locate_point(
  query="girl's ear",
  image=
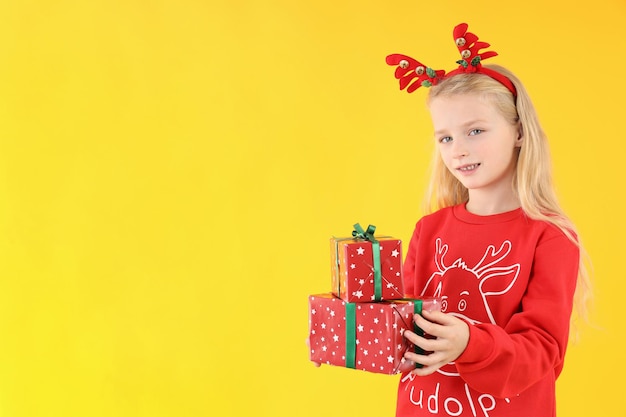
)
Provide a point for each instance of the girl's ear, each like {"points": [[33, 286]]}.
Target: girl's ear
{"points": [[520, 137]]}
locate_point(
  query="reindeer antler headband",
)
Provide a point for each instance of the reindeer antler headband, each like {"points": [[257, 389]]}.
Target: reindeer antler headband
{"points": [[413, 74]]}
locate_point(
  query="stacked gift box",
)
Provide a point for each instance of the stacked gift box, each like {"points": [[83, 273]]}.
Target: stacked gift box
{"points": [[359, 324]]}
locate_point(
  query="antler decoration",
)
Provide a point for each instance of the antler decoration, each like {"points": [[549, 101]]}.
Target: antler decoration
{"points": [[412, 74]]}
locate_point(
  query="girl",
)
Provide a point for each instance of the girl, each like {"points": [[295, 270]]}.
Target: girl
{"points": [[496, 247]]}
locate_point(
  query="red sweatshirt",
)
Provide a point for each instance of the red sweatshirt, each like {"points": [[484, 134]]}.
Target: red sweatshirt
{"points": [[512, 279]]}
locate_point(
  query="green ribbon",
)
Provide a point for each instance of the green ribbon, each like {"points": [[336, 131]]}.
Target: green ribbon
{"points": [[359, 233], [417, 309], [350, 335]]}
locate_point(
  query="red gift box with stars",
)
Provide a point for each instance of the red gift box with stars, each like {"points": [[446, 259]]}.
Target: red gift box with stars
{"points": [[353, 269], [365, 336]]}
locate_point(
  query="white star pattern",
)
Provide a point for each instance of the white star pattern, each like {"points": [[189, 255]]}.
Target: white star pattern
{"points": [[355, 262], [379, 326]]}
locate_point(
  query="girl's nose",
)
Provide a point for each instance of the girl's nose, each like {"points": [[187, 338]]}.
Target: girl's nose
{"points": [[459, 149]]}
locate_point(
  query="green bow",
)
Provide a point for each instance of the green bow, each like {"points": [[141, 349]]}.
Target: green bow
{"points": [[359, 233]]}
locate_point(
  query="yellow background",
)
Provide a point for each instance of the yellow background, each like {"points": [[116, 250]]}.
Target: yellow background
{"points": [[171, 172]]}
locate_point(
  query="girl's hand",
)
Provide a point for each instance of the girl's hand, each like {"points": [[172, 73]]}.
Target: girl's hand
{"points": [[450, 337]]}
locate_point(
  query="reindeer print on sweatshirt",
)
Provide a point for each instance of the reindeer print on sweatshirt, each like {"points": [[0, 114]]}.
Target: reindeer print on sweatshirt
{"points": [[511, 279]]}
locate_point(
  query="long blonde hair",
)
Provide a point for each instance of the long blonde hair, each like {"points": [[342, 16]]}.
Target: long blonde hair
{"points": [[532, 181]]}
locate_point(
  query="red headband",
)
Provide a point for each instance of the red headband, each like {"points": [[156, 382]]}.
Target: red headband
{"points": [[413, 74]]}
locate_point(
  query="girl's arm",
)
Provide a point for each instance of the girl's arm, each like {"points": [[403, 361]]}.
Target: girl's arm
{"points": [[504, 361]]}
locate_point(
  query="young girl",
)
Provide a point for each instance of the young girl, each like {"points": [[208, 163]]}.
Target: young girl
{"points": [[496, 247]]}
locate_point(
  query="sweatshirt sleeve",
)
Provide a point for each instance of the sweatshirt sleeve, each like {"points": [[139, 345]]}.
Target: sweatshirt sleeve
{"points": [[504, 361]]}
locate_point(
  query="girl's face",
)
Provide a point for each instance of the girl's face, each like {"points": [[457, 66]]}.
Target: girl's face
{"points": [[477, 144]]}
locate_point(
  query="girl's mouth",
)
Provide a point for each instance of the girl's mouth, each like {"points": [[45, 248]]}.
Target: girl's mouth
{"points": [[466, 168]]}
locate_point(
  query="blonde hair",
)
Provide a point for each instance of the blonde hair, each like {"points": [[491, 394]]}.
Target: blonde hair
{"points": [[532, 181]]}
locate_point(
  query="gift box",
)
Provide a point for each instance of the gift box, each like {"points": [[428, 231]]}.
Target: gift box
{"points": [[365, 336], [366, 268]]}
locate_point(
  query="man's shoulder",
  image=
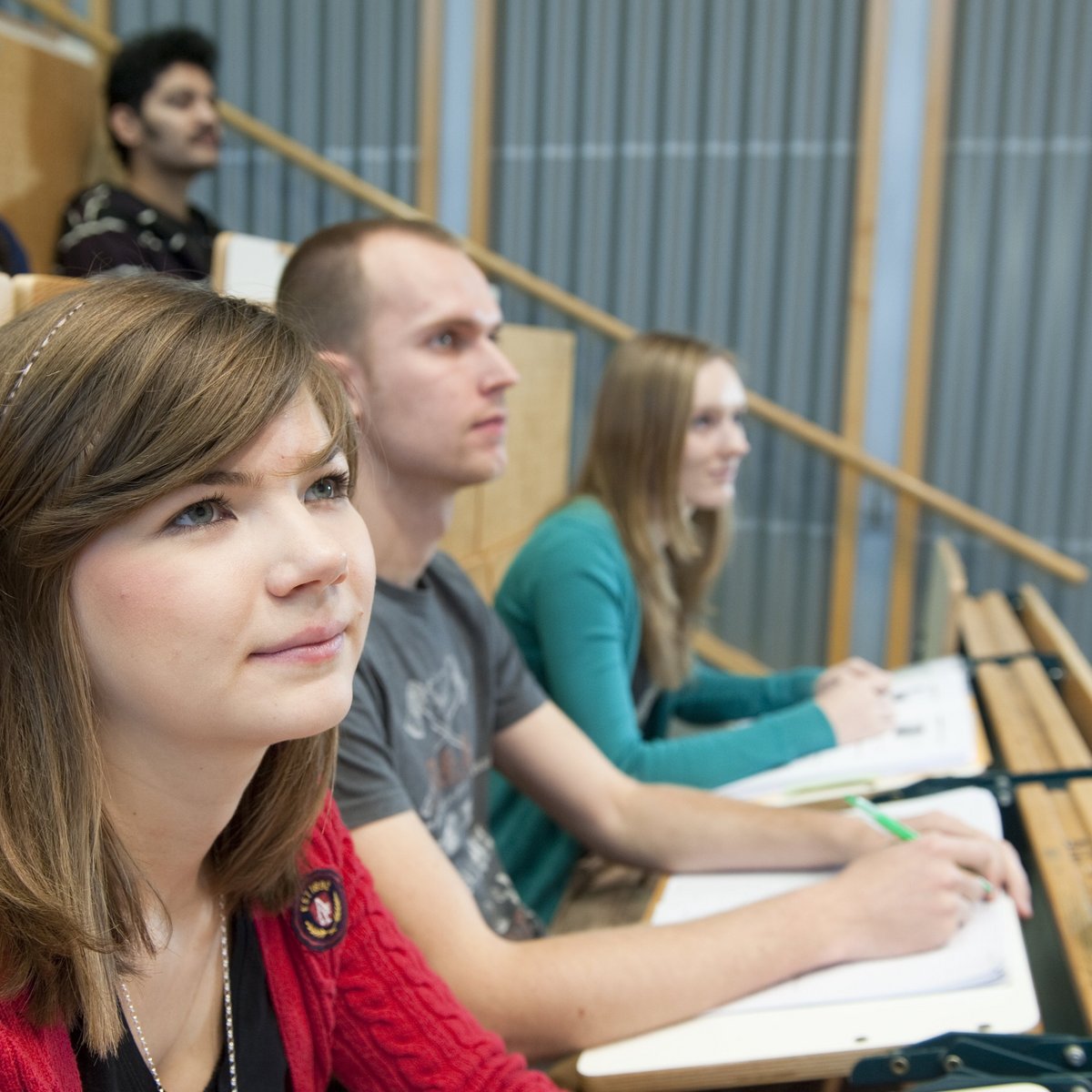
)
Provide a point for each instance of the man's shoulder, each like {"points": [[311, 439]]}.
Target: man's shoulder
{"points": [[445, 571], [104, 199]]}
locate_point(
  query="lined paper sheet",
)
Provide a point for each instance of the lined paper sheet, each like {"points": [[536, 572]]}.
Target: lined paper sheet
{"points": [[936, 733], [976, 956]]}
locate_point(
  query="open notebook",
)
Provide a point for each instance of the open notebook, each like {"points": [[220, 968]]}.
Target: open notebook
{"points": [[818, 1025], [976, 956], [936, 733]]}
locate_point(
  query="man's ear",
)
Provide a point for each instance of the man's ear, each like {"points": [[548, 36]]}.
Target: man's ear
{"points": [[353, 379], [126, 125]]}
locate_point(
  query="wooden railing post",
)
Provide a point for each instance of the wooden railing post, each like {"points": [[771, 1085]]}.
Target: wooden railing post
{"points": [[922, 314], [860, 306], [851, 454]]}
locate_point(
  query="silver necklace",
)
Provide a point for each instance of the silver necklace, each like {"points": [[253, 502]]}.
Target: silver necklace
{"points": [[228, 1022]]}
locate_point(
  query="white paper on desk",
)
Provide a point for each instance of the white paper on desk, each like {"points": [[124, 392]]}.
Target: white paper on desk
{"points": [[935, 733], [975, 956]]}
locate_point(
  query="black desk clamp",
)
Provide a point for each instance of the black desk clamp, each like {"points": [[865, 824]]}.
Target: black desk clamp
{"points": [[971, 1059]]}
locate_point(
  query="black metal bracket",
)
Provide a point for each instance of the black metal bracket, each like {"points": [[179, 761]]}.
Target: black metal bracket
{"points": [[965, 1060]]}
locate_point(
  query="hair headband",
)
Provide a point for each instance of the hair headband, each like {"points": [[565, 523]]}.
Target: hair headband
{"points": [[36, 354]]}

> **TASK DIRECTIONS**: Leave images out of the retyped records; keep all else exact.

> **TASK OUTPUT**:
locate_point(
  query="girl's ear",
  image=
)
Provide a point for each instance of the girl's ear, each like {"points": [[33, 286]]}.
Target: girl's ear
{"points": [[520, 137]]}
locate_point(
  query="reindeer antler headband",
)
Provide a point for each instance of the reindeer antler headband, each like {"points": [[257, 389]]}.
Target: reindeer antler headband
{"points": [[413, 74]]}
locate_point(
  query="stacked gift box",
)
Provide a point for each instance of the stacked gift box, each like {"points": [[83, 273]]}.
Target: stacked gift box
{"points": [[359, 324]]}
locate_point(
  query="antler decoration",
)
Provide a point for each instance of the antler decoration, each like {"points": [[549, 101]]}.
Target: antler decoration
{"points": [[412, 74]]}
locate_point(
  query="girl",
)
Provide a point for each instance of the girl, each like {"points": [[295, 270]]}.
Target: girl
{"points": [[496, 247]]}
locate_point(
  query="red sweatshirt",
)
Provide a point for each instance of the red sweatshirt, each like {"points": [[484, 134]]}.
Target: red sweatshirt
{"points": [[512, 279]]}
locate_point(
  query="green ribbon",
)
Provide a point for each instance of the green ribbon, each like {"points": [[336, 131]]}.
Target: green ribbon
{"points": [[359, 233], [417, 309], [350, 335]]}
locate_point(
  query="red gift box with stars",
)
Provide a point for each instance of the red gift box with stars, each like {"points": [[446, 259]]}.
Target: red gift box with stars
{"points": [[353, 269], [365, 336]]}
locate_point(
  query="white star pattern",
)
Provide a point for each instance of the white star pattern, each like {"points": [[189, 255]]}.
Target: white star pattern
{"points": [[355, 262], [379, 326]]}
locate_point(
  query="girl's nose",
)
Provide a point for each instance of the girl's nose, each like {"points": [[187, 338]]}.
Target: girl's nose
{"points": [[459, 149]]}
locate_point(
  query="green bow",
)
Provide a point for each instance of the green bow, each like {"points": [[141, 349]]}.
Target: green bow
{"points": [[359, 233]]}
locate_point(
  query="yellow background",
)
Provide a point for each instance of the yellow background, each like {"points": [[116, 250]]}.
Target: yellow background
{"points": [[171, 172]]}
locate_point(
  query="girl's hand",
)
Provide a point for each instance of the girl's hand, each like {"points": [[172, 73]]}.
Target: girl's hand
{"points": [[450, 337]]}
locate_point(
  query="reindeer print on sweatshirt",
)
Provide a point for each instance of the reindeer print on sweatshirt, each like {"points": [[0, 114]]}.
Target: reindeer print on sweatshirt
{"points": [[511, 279]]}
locate_point(
  query="long blonde hair",
)
Provide a point for each instance of the long blonde hair, each like {"points": [[342, 16]]}.
Target: long blonde hair
{"points": [[532, 181]]}
locate_point(
  query="red headband",
)
Provide a point for each instance of the red headband, each like {"points": [[156, 382]]}.
Target: red headband
{"points": [[413, 74]]}
locate_point(
  query="girl's arm",
)
Provide a point for each instance of the girl's arm, each like {"points": [[403, 361]]}.
Target: girl's arm
{"points": [[504, 361]]}
locate_point(
  query="young girl",
)
Provide a point for each instance of the young girl, each like {"points": [[208, 163]]}.
Target: young girl
{"points": [[496, 247]]}
locate_point(
  query="sweatshirt sleeve",
)
Provide a point for each instance of the sweatshirt sleeve, each like {"points": [[139, 345]]}.
Target: sweatshirt sleeve
{"points": [[504, 361]]}
locate_point(
  query="girl's face",
)
Provide a point for each instance of the girl's face, each like {"points": [[457, 66]]}.
Target: girl's face
{"points": [[477, 144]]}
locate_point(
  query="girl's mouth",
)
Provide a point for each instance of the girl's mouth, each like {"points": [[45, 248]]}.
Target: girl's mouth
{"points": [[466, 168]]}
locate_point(
  query="blonde hair",
)
Provide a point for each instance of the blonde hair, each like {"points": [[491, 394]]}.
Target: blonde hair
{"points": [[532, 181]]}
locate_point(
  query="gift box",
)
Provide a point for each instance of the gift box, each like {"points": [[428, 231]]}.
Target: gift box
{"points": [[365, 336], [366, 268]]}
locate_point(
  query="man's shoulder",
  image=
)
Provide a point for each instance of the man's shoulder, each like {"points": [[311, 439]]}.
Target: man's shoulder
{"points": [[445, 571], [104, 199]]}
locate_point(
  query="lined paper sheet",
)
Provide a point for each instance of the lined paper sheet, each like {"points": [[536, 572]]}.
Target: lined paper sheet
{"points": [[936, 733], [976, 956]]}
locate_point(
  query="open notebook",
)
Provide a point for each instance of the open notebook, each like {"points": [[220, 968]]}.
Target: open notebook
{"points": [[818, 1025], [976, 956], [936, 733]]}
locate_point(
  query="man's ear",
)
Provide a point for each instance of the man's ear, each like {"points": [[548, 36]]}.
Target: man's ear
{"points": [[353, 379], [126, 125]]}
locate_point(
  query="wooden railing post",
)
Provide a point for each instance of the wooden railing post, each like {"points": [[771, 1085]]}.
Target: wooden railing post
{"points": [[922, 314], [860, 306], [851, 454]]}
locate_point(
  query="silver necklace",
)
Provide a point for each instance of the silver necklace, each like {"points": [[253, 502]]}.
Target: silver necklace
{"points": [[228, 1022]]}
locate_point(
  query="white paper on desk",
)
Provide a point for each instance of the white paper on desk, each like {"points": [[124, 392]]}.
Target: white paper on desk
{"points": [[935, 733], [975, 956]]}
locate_point(
  query="black desk clamp",
)
Provide a point for each instance of the black desk clamp, each like {"points": [[865, 824]]}.
Target: black desk clamp
{"points": [[971, 1059]]}
locate_point(
  query="black metal bracket",
)
Provide a point for each instance of the black metal bracket, each like {"points": [[179, 761]]}.
Target: black metal bracket
{"points": [[965, 1060]]}
locate_point(
  query="hair headband",
)
Provide a point for each instance of the hair headband, each like {"points": [[565, 523]]}.
Target: hair headband
{"points": [[36, 354]]}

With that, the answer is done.